(Entries taken from a collection)
┌──

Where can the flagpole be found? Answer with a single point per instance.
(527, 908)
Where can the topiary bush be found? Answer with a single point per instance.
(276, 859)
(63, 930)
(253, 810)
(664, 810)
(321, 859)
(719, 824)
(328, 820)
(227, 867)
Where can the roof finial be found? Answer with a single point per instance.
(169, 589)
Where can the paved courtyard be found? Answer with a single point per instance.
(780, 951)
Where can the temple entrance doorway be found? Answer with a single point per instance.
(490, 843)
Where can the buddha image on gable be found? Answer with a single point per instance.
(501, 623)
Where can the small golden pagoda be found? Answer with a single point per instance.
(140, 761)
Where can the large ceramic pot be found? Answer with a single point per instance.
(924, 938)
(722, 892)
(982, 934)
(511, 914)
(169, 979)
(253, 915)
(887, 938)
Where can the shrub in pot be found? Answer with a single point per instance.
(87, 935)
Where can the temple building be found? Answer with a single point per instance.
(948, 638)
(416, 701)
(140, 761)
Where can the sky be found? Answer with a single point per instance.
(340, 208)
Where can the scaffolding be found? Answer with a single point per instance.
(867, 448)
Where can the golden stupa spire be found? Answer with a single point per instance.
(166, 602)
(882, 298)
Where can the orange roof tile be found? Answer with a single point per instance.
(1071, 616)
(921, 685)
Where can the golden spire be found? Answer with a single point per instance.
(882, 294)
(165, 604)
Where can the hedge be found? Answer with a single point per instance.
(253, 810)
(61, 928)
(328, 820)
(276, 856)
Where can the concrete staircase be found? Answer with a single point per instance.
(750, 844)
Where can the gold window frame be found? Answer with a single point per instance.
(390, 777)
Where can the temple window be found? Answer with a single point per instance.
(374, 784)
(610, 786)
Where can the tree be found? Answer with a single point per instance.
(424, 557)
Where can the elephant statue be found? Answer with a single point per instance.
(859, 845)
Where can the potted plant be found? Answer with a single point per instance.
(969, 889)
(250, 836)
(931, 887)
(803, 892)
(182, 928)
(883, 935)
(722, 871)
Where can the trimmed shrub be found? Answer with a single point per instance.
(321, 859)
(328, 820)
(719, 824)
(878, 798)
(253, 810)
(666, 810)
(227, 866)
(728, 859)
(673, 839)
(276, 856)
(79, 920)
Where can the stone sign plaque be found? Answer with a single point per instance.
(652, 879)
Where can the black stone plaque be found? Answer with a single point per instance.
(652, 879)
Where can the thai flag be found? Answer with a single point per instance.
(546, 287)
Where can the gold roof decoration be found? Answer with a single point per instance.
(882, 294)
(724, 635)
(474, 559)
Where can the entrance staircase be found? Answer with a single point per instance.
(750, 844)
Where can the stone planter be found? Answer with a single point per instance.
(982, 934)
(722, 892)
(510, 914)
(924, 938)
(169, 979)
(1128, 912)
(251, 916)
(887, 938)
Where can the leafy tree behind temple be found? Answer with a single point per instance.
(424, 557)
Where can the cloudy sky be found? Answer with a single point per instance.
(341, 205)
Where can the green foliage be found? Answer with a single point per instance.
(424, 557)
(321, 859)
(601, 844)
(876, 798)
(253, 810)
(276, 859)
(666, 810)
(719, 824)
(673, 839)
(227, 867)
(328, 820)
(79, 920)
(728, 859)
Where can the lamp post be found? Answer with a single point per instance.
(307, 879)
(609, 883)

└──

### TASK REQUIREMENTS
Set down nothing but the lines from the one containing "Where can the gold roof" through the end of the entries above, exactly as written, both ends counted.

### TASK RESULT
Where can the gold roof decoration be found? Answer with a single point per instance.
(882, 294)
(724, 635)
(474, 559)
Where can the entrance staircase be found? Answer with a single point per instance.
(750, 844)
Where can the stone planter be found? Answer with a single point per instance.
(982, 934)
(722, 892)
(510, 914)
(924, 938)
(169, 979)
(1128, 912)
(251, 916)
(887, 938)
Where can the leafy tree behind temple be found? Answer with a single point per instance.
(424, 557)
Where can the cloudy sky be found? Answer with a single point per instance.
(341, 205)
Where can the green foliage be found? Answer with a single point per instance.
(424, 557)
(321, 859)
(601, 844)
(876, 798)
(253, 810)
(276, 859)
(666, 810)
(719, 824)
(673, 839)
(227, 867)
(328, 820)
(79, 920)
(728, 859)
Where can the lamp post be found? Answer with a single point per instance.
(307, 879)
(609, 883)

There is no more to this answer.